**WHAT IS REQUIRED**
Copy the entire listing below word for word, leaving nothing out.
>> BEGIN RECORDS FOR PROCESSING
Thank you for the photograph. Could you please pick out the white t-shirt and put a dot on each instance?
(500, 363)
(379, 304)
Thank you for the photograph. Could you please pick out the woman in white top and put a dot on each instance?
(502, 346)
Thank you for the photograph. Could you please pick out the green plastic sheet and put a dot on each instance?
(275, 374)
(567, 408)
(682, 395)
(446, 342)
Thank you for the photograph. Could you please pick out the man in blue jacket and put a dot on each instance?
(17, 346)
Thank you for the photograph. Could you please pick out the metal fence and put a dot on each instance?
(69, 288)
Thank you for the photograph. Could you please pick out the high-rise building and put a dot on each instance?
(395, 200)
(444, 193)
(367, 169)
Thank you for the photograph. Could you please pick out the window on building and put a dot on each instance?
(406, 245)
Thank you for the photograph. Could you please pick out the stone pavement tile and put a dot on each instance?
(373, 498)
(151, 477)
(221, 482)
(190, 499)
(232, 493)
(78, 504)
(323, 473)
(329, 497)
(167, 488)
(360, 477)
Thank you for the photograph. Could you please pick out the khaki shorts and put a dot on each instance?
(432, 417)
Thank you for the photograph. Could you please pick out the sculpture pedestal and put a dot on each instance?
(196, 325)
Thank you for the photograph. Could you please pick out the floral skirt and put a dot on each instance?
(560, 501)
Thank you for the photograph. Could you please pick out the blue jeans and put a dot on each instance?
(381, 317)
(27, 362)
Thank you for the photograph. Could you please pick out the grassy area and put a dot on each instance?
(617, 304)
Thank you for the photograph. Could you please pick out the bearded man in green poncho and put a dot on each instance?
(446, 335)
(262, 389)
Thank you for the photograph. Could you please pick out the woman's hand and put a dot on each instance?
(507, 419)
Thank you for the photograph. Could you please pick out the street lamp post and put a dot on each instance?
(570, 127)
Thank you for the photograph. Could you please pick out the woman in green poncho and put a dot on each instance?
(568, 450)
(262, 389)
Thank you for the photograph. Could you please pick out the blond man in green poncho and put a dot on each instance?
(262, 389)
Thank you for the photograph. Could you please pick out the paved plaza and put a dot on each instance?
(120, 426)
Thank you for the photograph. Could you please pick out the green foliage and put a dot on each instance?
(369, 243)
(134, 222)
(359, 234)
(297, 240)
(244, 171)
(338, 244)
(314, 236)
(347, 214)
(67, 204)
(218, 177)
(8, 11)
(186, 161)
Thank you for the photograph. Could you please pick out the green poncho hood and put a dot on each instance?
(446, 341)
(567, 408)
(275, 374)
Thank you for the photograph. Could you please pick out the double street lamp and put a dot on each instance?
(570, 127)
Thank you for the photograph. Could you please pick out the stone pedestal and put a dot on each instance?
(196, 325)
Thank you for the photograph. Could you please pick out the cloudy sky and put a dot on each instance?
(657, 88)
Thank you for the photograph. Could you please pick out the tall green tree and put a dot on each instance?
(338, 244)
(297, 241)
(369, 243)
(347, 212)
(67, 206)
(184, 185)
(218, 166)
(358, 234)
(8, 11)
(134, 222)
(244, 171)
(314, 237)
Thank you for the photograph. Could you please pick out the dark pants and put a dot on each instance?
>> END RECORDS FOR PROCESSING
**WRITTEN REPLY**
Thank you for the photograph. Could you please pick out the white t-shirt and put a dot on each instance?
(500, 363)
(379, 304)
Thank you for the photograph. Could you please pick out the woman in white top and put a dot on each instance?
(502, 346)
Thank you for the photograph. Could you please pick out the green plastic sheet and put a dot on each instance?
(275, 374)
(567, 408)
(682, 395)
(446, 342)
Thank you for the photograph. Could you please pick out the man in blue jacket and put a dot on each instance?
(17, 346)
Thank you for the photograph. Could you please pick out the metal fence and put a dot on each instance?
(69, 288)
Thank you for the photograph. Could you please pick out the high-rise building and put a dot on each instance?
(395, 200)
(444, 193)
(367, 169)
Thank you for the photograph. Could you please pick out the window on building and put a dot on each instance?
(406, 245)
Thank you for the photograph. Could you please pick out the stone pavement tile and put a dot on each instance?
(373, 498)
(151, 477)
(221, 482)
(190, 499)
(232, 493)
(78, 504)
(323, 473)
(329, 497)
(167, 488)
(360, 477)
Thank you for the photograph. Could you please pick out the khaki shorts and put a dot on each instance?
(432, 417)
Thank you for the photograph. Could you please pick out the sculpture pedestal and put a dot on each instance?
(196, 325)
Thank you for the photograph. Could you please pick out the floral skirt and put a dot on each instance?
(560, 501)
Thank you for the photograph. Could you please pick out the blue jeans and put a dot on each instance?
(381, 317)
(27, 362)
Thank you for the photograph. Could you please pick out the grassy area and put a dot on each instance?
(617, 304)
Thank you for the photograph. Could you please pick out the bearded man in green poncho and put a dot on each instance?
(446, 335)
(262, 389)
Thank you for the photograph. Could you please pick out the woman's hand and put a dot on each instance?
(507, 419)
Thank you for the photograph. Could you please pick out the street lamp post and put a dot on each instance?
(570, 127)
Thank you for the photograph. Could you please pick out the woman in green poncho and put a dot on each instance?
(568, 450)
(262, 389)
Thank you for the photograph. Could you please pick out the blond man in green poncho and put a dot on each instance?
(262, 389)
Thank you for the photograph. Could you please pick out the paved plaza and put a dot on each instance?
(120, 426)
Thank you for the photograph. Could you please pick out the green foliage and put a dot on each instance?
(369, 243)
(134, 222)
(359, 234)
(297, 240)
(244, 171)
(338, 244)
(314, 236)
(347, 214)
(67, 204)
(218, 177)
(8, 11)
(186, 161)
Thank you for the photograph. Could you please pick out the green poncho hood and put a dot on each instance?
(446, 341)
(567, 408)
(275, 374)
Thank you for the photograph. Could you please pick out the double street lamp and put a dot on each instance?
(570, 127)
Thank you for the photograph. Could you please pick out the stone pedestal and put a dot on each instance?
(196, 325)
Thank you for the photograph. Could you please pick out the cloudy sky and put a dot on each instance?
(657, 88)
Thank you for the photograph. Could you please pick out the tall green tree and put a dot on each instance?
(338, 244)
(297, 241)
(369, 243)
(347, 212)
(67, 206)
(184, 185)
(218, 166)
(358, 234)
(8, 11)
(134, 222)
(244, 171)
(314, 237)
Thank you for the photograph. Could you please pick out the dark pants and put a dot on each instance?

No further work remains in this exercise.